__Excerpted text__.

I just bought a piece of 8670, and when I tried to cut into it crosswise with my portasaw, the blade just did not bite one little bit (whereas I cut some damascus just the other day, and the blade, which is new, did just fine - and still does on the scraps of damascus). The saw also does just fine cutting into the steel lengthwise from what is clearly a cut end.

It looks like the piece (2" wide) was cut out lengthwise using a laser .... and there is a darkened stripe, maybe 1/2 mm wide all along both of the cut edges...... so I am **probably** looking at a hardened heat affected zone. Once I get through that area I should not have any problems, BUT .... how on earth do I get through that hardened zone.

I do not have an angle grinder - so that approach is out. probably the easiest thing for me to do is to take a blowtorch to the spots on the edge I want to go through and hope I can sufficiently anneal the small hardened zone. Anyone done that, and did it work???

another alternative I guess is to go to the edge of a coarse belt on my grinder and cut a notch and go from there - which I think should work?

Any other suggestions??
 
I had a bar of 1084 the same way. Had a hardened area where it was laser cut. I forced it hard into my bandsaw blade and got it to bite in and cut. That worked about 4 times and then my bandsaw blade was toast. Honestly, the simplest would be an angle grinder or chop saw.
 
If you have a circular saw, you can buy a diamond cutting saw blade for it. $25ish at HD. Or buy a metal cutting circular saw blade. Also about $25ish.
 
another alternative I guess is to go to the edge of a coarse belt on my grinder and cut a notch and go from there - which I think should work?
The belt grinder is what I would use if I did not have an angle grinder. It will make very short work of it.

__Data entries__.
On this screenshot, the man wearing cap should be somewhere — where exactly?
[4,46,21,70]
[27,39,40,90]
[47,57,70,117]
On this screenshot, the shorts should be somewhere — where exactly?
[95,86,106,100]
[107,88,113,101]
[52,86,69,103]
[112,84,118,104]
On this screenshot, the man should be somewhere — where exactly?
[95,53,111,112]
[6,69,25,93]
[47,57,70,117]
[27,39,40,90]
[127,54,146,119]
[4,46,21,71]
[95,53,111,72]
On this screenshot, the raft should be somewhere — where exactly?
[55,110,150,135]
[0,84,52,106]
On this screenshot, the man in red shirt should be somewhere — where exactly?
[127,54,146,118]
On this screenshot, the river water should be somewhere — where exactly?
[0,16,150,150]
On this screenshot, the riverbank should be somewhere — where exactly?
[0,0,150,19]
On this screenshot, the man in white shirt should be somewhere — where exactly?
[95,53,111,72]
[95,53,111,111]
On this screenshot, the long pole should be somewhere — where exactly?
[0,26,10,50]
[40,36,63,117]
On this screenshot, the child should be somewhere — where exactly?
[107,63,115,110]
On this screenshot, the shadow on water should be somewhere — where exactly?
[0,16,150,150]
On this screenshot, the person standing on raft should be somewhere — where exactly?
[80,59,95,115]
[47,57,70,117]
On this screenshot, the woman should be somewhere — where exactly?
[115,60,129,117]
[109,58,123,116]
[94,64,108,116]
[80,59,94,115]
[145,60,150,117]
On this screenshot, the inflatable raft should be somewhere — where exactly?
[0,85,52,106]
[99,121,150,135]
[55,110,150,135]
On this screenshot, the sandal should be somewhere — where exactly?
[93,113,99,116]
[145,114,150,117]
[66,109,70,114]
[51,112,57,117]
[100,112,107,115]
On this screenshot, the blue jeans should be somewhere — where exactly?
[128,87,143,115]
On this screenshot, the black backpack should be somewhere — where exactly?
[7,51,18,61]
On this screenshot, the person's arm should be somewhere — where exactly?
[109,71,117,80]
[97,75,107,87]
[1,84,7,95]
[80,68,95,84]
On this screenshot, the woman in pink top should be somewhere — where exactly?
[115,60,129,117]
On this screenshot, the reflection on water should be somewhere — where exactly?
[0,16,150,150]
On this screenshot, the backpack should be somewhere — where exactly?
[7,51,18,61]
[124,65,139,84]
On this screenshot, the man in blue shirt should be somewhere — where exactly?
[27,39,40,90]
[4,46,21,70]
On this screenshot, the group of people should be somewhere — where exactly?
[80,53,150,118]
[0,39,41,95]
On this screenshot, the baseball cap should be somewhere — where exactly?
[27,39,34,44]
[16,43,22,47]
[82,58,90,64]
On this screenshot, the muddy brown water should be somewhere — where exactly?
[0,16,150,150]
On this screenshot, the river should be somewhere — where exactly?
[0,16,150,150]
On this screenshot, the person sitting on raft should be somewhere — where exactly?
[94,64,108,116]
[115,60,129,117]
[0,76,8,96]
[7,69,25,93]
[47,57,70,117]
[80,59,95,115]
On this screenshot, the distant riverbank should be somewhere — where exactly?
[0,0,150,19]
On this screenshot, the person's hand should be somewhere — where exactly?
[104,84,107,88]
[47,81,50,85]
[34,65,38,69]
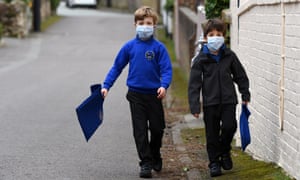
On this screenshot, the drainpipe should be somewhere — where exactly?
[32,0,41,32]
[279,0,286,131]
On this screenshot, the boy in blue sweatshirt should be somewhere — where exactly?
[188,19,250,177]
[101,6,172,178]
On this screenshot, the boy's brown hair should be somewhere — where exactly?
[134,6,158,25]
[203,18,226,37]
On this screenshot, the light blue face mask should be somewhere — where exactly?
[136,25,154,40]
[207,36,224,51]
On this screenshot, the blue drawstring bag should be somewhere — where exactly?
[240,104,251,151]
[76,84,104,142]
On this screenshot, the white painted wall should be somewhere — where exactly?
[230,0,300,179]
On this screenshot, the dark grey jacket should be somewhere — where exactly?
[188,48,250,114]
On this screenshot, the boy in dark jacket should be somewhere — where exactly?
[101,7,172,178]
[188,19,250,177]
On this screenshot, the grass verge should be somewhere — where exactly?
[41,15,62,32]
[181,128,293,180]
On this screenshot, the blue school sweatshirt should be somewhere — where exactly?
[103,37,172,94]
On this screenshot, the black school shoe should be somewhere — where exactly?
[209,162,222,177]
[140,164,152,178]
[152,158,162,172]
[221,153,233,170]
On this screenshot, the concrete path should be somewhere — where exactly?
[0,3,152,180]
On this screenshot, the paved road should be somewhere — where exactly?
[0,3,146,180]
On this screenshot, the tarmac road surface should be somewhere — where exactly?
[0,5,152,180]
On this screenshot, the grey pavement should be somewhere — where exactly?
[0,4,152,180]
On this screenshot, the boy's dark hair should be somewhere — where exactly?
[134,6,158,24]
[203,18,226,37]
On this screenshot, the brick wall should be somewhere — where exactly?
[231,0,300,179]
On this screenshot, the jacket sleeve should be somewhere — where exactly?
[188,60,203,114]
[159,45,173,89]
[232,53,250,102]
[103,45,129,90]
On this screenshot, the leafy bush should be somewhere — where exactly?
[205,0,229,19]
[50,0,60,12]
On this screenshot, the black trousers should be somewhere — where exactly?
[203,104,237,164]
[126,91,165,165]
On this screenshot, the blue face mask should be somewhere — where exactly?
[207,36,224,51]
[136,25,154,40]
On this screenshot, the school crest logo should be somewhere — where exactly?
[145,51,155,61]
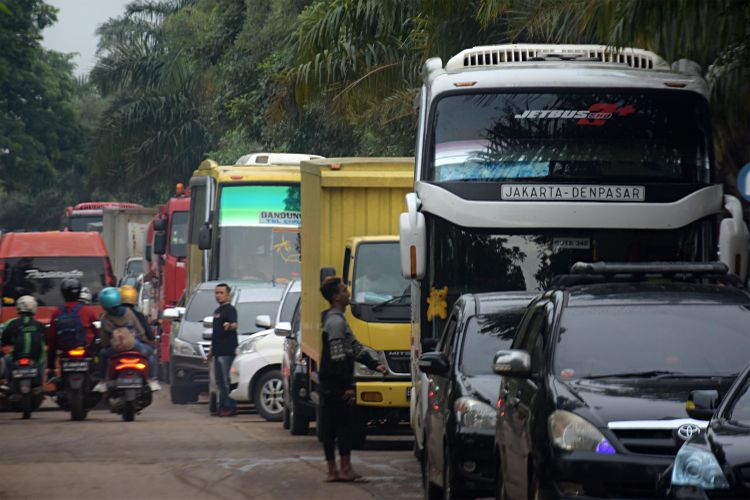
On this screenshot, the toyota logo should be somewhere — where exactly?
[677,424,701,441]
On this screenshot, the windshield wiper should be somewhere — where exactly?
[581,370,737,380]
[372,291,411,310]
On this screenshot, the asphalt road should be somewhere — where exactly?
[0,387,421,500]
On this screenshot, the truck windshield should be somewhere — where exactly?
[352,241,410,305]
[424,90,711,184]
[169,212,188,257]
[216,184,301,282]
[2,257,107,306]
[554,303,750,379]
[69,215,102,231]
[422,214,712,338]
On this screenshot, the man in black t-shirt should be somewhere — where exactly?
[209,283,237,417]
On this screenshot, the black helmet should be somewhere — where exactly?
[60,278,81,302]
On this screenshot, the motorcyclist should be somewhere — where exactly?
[94,287,161,392]
[0,295,46,381]
[47,278,99,378]
[120,285,154,343]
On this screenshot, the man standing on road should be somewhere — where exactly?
[318,276,388,481]
[209,283,237,417]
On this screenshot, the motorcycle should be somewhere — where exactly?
[107,351,151,422]
[8,358,44,419]
[57,347,101,420]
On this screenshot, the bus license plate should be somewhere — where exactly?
[60,361,89,372]
[12,368,39,378]
[117,377,141,389]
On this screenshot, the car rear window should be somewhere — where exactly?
[554,304,750,379]
[460,309,525,376]
[2,257,107,306]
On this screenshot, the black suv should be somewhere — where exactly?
[419,292,534,498]
[494,263,750,498]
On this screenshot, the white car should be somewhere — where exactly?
[229,281,301,422]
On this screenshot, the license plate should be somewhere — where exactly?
[13,368,39,378]
[117,377,142,389]
[60,361,89,372]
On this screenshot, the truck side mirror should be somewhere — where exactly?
[399,193,427,280]
[154,231,167,255]
[320,267,336,284]
[198,222,211,250]
[685,389,719,420]
[719,194,750,282]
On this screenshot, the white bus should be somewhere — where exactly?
[400,44,747,458]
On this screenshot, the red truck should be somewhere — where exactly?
[60,201,143,231]
[145,186,190,380]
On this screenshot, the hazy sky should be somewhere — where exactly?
[42,0,131,75]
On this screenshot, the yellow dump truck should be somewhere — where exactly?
[300,158,414,446]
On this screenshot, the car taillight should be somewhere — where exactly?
[115,358,146,372]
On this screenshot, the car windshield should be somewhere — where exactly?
[185,289,219,321]
[235,301,279,333]
[460,308,525,376]
[554,304,750,379]
[427,90,710,183]
[726,377,750,427]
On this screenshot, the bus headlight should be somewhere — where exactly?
[672,444,729,490]
[453,397,497,429]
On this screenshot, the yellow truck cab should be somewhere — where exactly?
[300,158,414,446]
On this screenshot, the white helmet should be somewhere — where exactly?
[78,286,93,304]
[16,295,36,315]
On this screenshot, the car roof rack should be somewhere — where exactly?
[552,262,742,287]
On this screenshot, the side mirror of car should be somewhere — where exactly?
[685,389,719,420]
[161,307,182,321]
[273,321,292,337]
[492,349,531,378]
[255,314,272,329]
[417,352,450,375]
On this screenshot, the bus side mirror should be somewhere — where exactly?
[399,193,427,280]
[154,231,167,255]
[719,195,750,282]
[198,222,211,250]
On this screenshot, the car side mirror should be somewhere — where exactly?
[198,222,211,250]
[417,352,450,375]
[492,349,531,378]
[161,307,182,321]
[273,321,292,337]
[154,231,167,255]
[685,389,719,420]
[255,314,273,329]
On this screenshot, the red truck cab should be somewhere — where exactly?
[146,190,190,375]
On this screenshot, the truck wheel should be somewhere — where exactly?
[169,384,197,405]
[289,398,310,436]
[253,369,284,422]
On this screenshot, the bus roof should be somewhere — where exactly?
[0,231,107,258]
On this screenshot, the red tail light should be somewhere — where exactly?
[115,358,146,372]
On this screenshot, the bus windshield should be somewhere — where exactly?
[424,89,711,184]
[216,184,301,282]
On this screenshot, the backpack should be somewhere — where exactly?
[109,326,135,352]
[55,304,86,350]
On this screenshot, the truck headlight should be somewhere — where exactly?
[672,444,729,490]
[453,397,497,429]
[547,410,616,455]
[172,337,198,356]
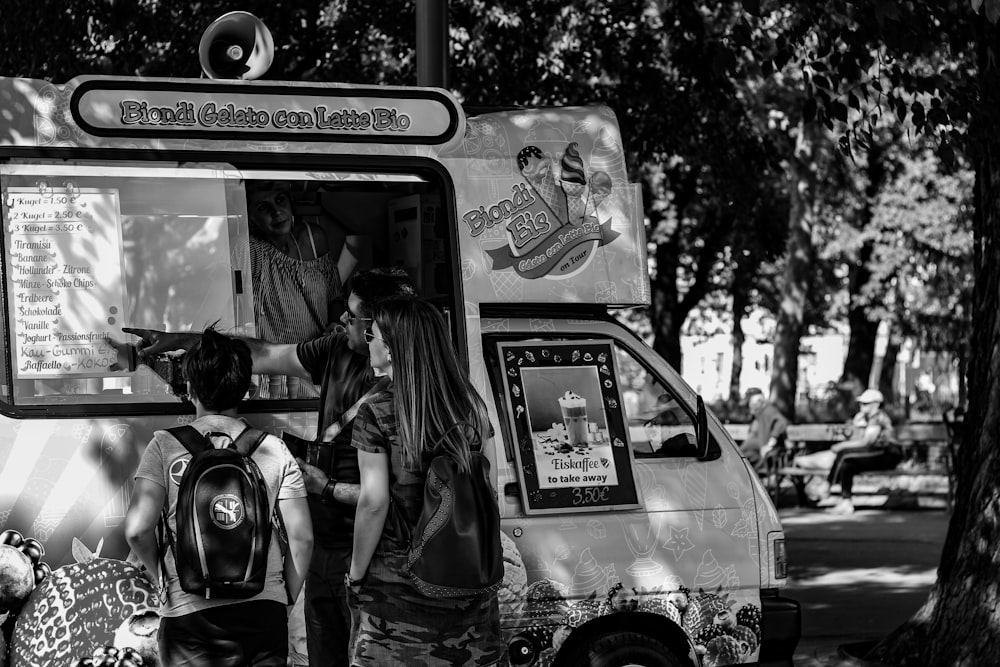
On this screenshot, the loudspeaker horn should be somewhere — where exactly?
[198,12,274,80]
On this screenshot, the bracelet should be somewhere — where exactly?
[319,477,337,505]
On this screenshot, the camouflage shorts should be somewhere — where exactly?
[347,552,507,667]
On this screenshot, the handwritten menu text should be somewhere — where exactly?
[4,181,125,379]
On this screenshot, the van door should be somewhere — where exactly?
[480,317,761,664]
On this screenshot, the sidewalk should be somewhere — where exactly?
[779,508,950,667]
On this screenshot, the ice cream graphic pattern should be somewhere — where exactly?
[570,547,617,597]
[517,146,566,224]
[561,141,587,225]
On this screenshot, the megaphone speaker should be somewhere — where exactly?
[198,12,274,80]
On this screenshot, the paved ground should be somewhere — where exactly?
[780,506,949,667]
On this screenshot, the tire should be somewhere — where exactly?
[560,632,687,667]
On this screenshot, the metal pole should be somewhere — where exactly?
[416,0,448,88]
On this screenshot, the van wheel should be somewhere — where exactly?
[560,632,687,667]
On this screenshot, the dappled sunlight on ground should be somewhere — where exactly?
[795,567,937,590]
[779,508,949,667]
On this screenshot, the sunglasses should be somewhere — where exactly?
[344,301,372,326]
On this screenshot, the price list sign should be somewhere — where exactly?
[3,182,126,379]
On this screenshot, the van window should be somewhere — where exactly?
[0,159,454,410]
[0,161,253,405]
[615,345,698,459]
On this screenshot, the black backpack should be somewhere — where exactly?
[403,424,503,598]
[161,425,281,599]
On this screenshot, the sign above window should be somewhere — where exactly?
[71,78,461,144]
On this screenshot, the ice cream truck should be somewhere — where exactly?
[0,60,799,666]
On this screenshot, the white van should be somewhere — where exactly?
[0,70,799,666]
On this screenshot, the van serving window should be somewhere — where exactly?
[0,159,454,411]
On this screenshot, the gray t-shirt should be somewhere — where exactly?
[135,415,306,617]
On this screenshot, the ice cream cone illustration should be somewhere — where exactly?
[562,141,587,224]
[570,547,610,597]
[517,146,566,225]
[590,127,628,185]
[590,171,612,217]
[694,549,727,590]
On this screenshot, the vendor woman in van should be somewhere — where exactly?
[247,181,358,398]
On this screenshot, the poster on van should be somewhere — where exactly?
[500,340,639,513]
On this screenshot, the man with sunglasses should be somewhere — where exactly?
[123,268,415,667]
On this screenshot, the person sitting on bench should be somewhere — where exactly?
[797,389,903,514]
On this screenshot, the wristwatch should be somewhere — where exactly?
[319,477,337,505]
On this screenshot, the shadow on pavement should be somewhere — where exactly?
[779,508,950,667]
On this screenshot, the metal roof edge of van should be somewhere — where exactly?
[479,302,611,320]
[462,101,611,118]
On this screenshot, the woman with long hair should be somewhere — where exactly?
[347,297,506,667]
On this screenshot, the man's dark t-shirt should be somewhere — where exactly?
[297,334,375,549]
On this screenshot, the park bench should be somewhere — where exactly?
[726,421,958,509]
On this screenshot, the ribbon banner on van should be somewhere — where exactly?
[458,107,649,305]
[500,340,639,513]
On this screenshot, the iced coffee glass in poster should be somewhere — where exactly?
[500,340,639,512]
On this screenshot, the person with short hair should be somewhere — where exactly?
[123,267,416,667]
[347,297,506,667]
[125,328,313,667]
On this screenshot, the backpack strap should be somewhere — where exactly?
[232,426,267,456]
[230,426,288,556]
[167,424,212,456]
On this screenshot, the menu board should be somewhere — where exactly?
[499,340,639,513]
[3,181,126,379]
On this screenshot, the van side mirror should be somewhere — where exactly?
[695,396,722,461]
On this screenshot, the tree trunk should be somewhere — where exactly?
[840,243,878,387]
[871,15,1000,667]
[840,144,886,387]
[729,288,747,405]
[650,224,684,373]
[771,124,816,419]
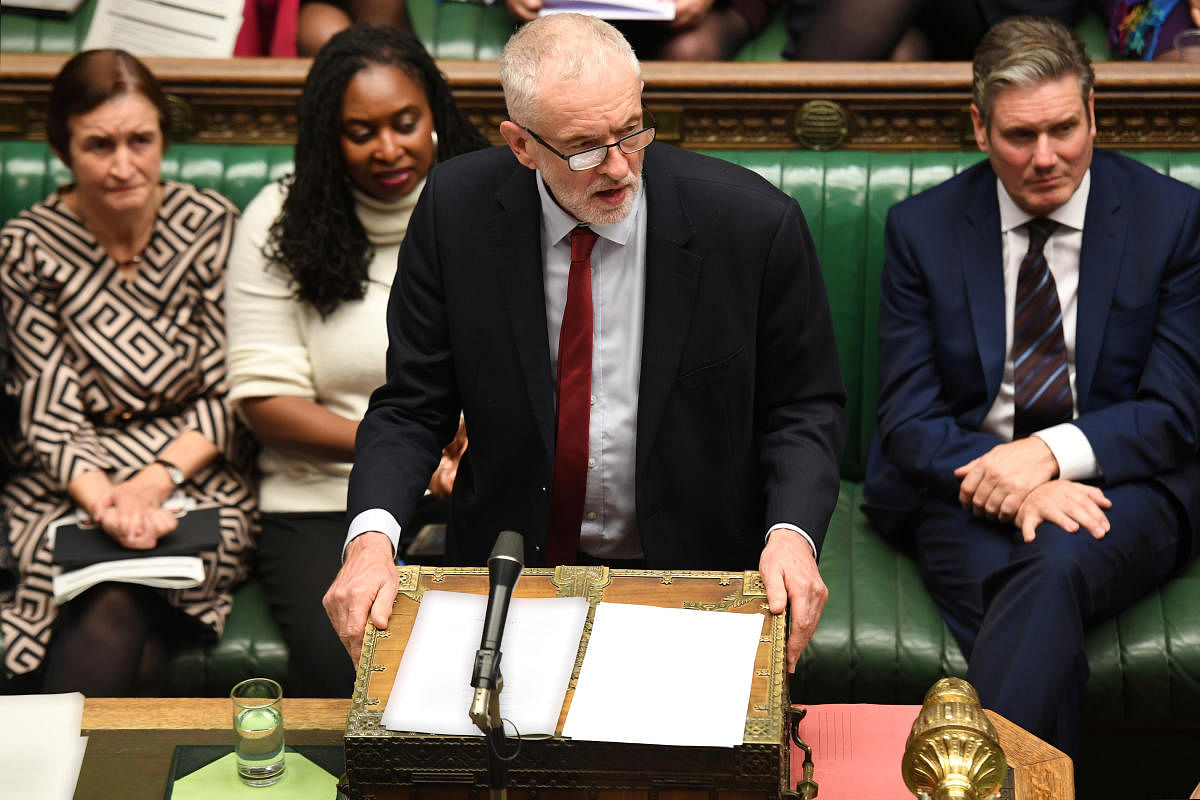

__What you should do__. Summarize the forum discussion above about cutting laser-cut steel in two sentences.

__In response__. A piece of 8670 steel that appears to have been laser-cut lengthwise resists a portable saw when cut crosswise, which the writer attributes to a probable hardened heat-affected zone along the cut edges, and without an angle grinder the writer considers annealing the spots with a blowtorch or cutting a notch on the edge of a coarse grinder belt. Replies describe forcing a bandsaw through similarly laser-cut 1084 about four times before the blade was ruined, call an angle grinder or chop saw the simplest option, suggest a diamond or metal-cutting circular saw blade for about $25, and endorse the belt grinder as making very short work of it.